#### [EXERCISE DATA]
★ ★ ★ ★

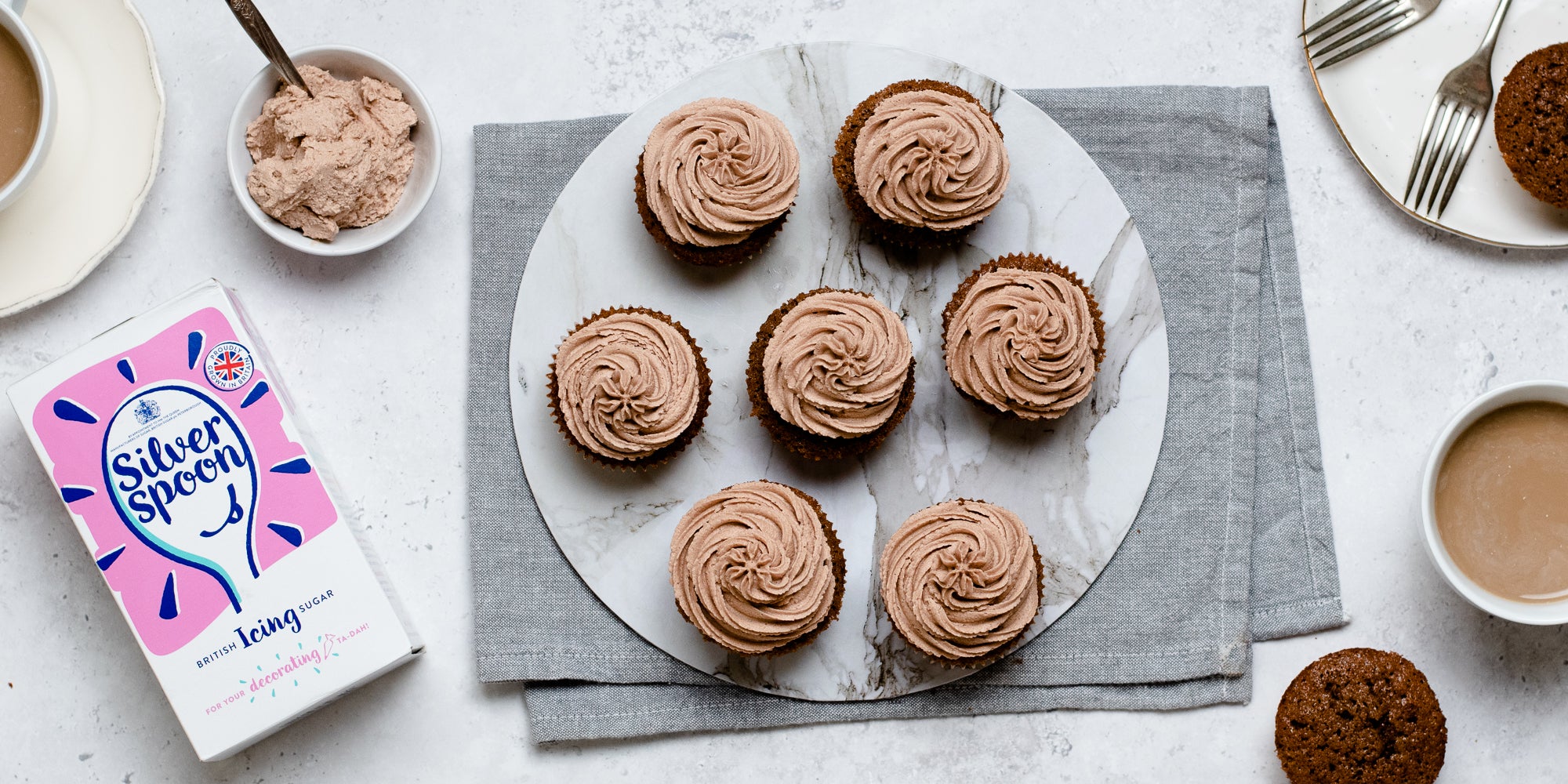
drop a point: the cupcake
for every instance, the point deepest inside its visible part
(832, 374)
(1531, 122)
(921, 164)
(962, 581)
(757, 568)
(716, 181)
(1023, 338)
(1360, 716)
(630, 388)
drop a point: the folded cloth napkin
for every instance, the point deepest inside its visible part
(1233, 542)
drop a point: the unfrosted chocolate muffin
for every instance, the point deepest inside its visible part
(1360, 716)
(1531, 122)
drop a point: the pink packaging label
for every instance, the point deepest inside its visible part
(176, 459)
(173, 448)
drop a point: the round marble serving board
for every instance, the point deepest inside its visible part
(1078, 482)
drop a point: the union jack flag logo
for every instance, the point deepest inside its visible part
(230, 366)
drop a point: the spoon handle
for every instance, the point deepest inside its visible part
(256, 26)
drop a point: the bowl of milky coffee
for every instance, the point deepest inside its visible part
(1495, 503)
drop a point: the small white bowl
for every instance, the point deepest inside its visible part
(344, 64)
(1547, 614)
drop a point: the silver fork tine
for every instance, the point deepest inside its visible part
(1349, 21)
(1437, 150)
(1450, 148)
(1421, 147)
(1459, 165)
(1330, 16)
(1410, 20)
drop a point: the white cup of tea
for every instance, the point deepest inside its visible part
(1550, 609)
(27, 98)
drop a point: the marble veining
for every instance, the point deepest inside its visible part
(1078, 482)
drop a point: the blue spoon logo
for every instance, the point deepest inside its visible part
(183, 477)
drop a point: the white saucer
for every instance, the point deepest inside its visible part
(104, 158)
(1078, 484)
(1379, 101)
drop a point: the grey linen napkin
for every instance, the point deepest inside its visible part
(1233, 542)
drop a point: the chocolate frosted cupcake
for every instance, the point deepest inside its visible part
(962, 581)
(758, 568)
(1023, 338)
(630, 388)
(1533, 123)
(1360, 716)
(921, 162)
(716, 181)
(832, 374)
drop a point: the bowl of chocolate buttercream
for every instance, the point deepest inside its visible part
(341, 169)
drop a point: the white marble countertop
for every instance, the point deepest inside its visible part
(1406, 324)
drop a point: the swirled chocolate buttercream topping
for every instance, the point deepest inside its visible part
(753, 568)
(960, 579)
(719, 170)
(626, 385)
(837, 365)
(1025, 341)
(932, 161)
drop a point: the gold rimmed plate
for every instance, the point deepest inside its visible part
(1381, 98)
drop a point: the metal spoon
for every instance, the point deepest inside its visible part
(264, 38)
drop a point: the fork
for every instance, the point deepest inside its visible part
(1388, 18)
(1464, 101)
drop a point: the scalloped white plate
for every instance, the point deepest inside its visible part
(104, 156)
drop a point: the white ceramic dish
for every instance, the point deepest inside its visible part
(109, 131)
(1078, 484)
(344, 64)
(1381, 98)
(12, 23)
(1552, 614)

★ ★ ★ ★

#### [THE PROBLEM]
Arrange every line of the data above as a numbered list, skipping any blank lines and leaving out the picture.

#### [ANSWER TO THIS EXERCISE]
1. drop a point: the cupcake
2. for every instance, the point deepest inside its visible part
3. (832, 374)
4. (1531, 122)
5. (921, 164)
6. (962, 581)
7. (757, 568)
8. (716, 181)
9. (1023, 338)
10. (1360, 716)
11. (630, 388)
12. drop a point: the folded cloth napkin
13. for every instance, the point deepest inside its visible part
14. (1233, 542)
15. drop a point: the unfrosted chocolate muffin
16. for every instance, the point deepest inside its visible part
17. (1360, 716)
18. (1531, 122)
19. drop a point: the pink packaging label
20. for every instance, the point deepest inside its visible part
21. (176, 459)
22. (173, 448)
23. drop a point: the round marble serving board
24. for every instance, the point deepest inside its visible part
25. (1078, 482)
26. drop a point: the union jack flag logo
27. for every instance, the point deepest inside its visible part
28. (230, 366)
29. drop a point: the spoon handle
30. for every instance, the point deepest inside its visible part
31. (256, 26)
32. drop a point: the bowl of milky coffee
33. for every instance, the point deepest inside its visible part
34. (1495, 503)
35. drop a point: the small white bowl
36. for every instance, the point deepest inside its visible part
37. (344, 64)
38. (1547, 614)
39. drop a point: the silver fork tine
40. for every instance, the point deepest inside its visible part
41. (1349, 21)
42. (1437, 150)
43. (1450, 148)
44. (1421, 147)
45. (1459, 165)
46. (1330, 16)
47. (1410, 20)
48. drop a point: the white cup of tea
49. for every instance, the point deepest inside its visible part
50. (1550, 609)
51. (27, 98)
52. drop a point: the marble veining
53. for every instance, the point deepest inside its visible part
54. (1078, 482)
55. drop a point: the blue spoon logo
56. for every instance, the point deepest inside its visible part
57. (183, 477)
58. drop a point: the white saucer
59. for every instance, the point deepest inside its visible part
60. (104, 158)
61. (1078, 484)
62. (1379, 101)
63. drop a point: the grey linen napkin
64. for every instance, the point deepest inside its visible part
65. (1233, 542)
66. drop a point: the chocolate frosted cupcake
67. for every instance, the point deepest inside its visible part
68. (962, 581)
69. (758, 568)
70. (1023, 338)
71. (630, 388)
72. (1533, 123)
73. (1360, 716)
74. (921, 162)
75. (716, 181)
76. (832, 374)
77. drop a point: the bowl of chocolate buttercream
78. for every instance, the point deepest inside its visible part
79. (341, 169)
80. drop a point: the white marble countertop
81. for every instance, the point deepest inside its visible part
82. (1406, 324)
83. drop a point: the swirled chocolate buttercream topping
84. for every instance, the point deepest inside its visible part
85. (753, 568)
86. (960, 579)
87. (719, 170)
88. (626, 385)
89. (837, 365)
90. (1025, 341)
91. (932, 161)
92. drop a point: the gold rimmed plate
93. for every instance, the point deepest inside its visible part
94. (1381, 98)
95. drop a point: the metal spoon
96. for every instance, the point deepest inside its visible part
97. (264, 38)
98. drop a point: the fork
99. for every instance, the point deepest inside its visible part
100. (1388, 18)
101. (1464, 101)
102. drop a point: the scalloped white plate
103. for every instance, the point deepest inside its visible part
104. (104, 156)
105. drop a point: the white ceramic dish
106. for every instance, the point deepest inside its visible part
107. (109, 131)
108. (1078, 484)
109. (344, 64)
110. (1381, 98)
111. (12, 23)
112. (1552, 614)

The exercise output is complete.